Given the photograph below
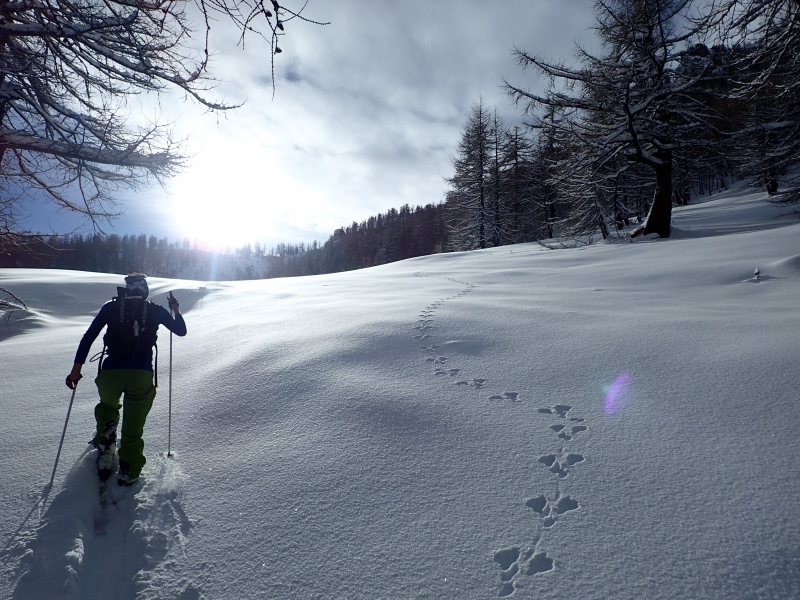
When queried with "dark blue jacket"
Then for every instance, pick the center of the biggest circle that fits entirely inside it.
(143, 361)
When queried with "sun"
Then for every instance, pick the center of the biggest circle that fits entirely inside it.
(232, 196)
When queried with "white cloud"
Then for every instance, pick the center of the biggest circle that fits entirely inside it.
(366, 114)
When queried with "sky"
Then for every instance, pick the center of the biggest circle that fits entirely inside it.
(366, 116)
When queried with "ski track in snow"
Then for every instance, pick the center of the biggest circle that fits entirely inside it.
(120, 551)
(515, 562)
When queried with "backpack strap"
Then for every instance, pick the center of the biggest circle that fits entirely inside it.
(155, 374)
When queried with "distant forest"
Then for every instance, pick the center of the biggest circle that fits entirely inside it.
(395, 235)
(680, 99)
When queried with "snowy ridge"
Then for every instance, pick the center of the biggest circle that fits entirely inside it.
(611, 421)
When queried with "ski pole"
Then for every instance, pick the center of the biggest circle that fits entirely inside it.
(63, 433)
(169, 420)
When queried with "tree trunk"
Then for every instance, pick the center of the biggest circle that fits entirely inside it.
(660, 215)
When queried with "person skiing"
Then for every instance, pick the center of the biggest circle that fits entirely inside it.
(132, 325)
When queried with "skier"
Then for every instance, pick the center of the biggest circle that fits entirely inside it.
(132, 323)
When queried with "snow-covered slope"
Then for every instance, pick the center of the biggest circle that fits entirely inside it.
(614, 421)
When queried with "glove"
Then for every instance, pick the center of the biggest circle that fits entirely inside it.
(72, 381)
(172, 302)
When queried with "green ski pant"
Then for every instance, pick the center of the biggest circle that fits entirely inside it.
(137, 386)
----
**WORK TO DO**
Set the pictures aside and transcribe the data above exactly.

**EXERCISE RESPONSE**
Given the photograph below
When queried with "dark blue jacket"
Then for every instance, pick the center of the biggest circle that fits entirely inside it.
(143, 361)
When queried with "sun"
Then for every instance, pick the center of the biggest circle that fits entirely inside it.
(232, 196)
When queried with "white cloud"
Then for every instance, pick the center of the biggest circle that fits entirely inside it.
(366, 114)
When queried with "sky"
Then for every instance, pick the center of the biggest circle that fits entirely inside it.
(366, 116)
When queried with "ski track in snow"
Then for every instance, pick the center of the biggest circle that fits entirely inside it.
(120, 551)
(515, 562)
When queried with "backpack strap"
Then for every instance, pick the center of the biggest circle that fits entirely inside it.
(155, 374)
When queried with "distant forest"
Then for every instance, pick the center of the biggest circle that fits entirely inside it.
(395, 235)
(680, 99)
When queried with "snowy ridge"
Then for every instance, pick the center of the biggest circle that fits entirely inside it.
(611, 421)
When queried with "ski pole"
Then for every instance, pick the center of the biggest circle that fits entirely inside it.
(63, 433)
(169, 420)
When queried with "tree trunk"
Then for every instance, pick the center of the biggest circle that fits entirely inside it.
(660, 215)
When queried with "person skiing"
Then for every instance, pick the center of the biggest circle that fits entirely inside it.
(132, 325)
When queried with "skier"
Then for every instance, pick the center of the biggest circle that fits entirely inside it.
(132, 323)
When queried with "snow-covered slope"
Then for every instance, pick the center of the biggest circle that fits entirely inside it.
(614, 421)
When queried with "glove"
Then for every instance, pick the center of the biggest circle that fits entirely inside it.
(72, 381)
(172, 302)
When queried with "green ski pant"
Then for every instance, pick the center of the biggest circle that fits entirely inside it.
(137, 386)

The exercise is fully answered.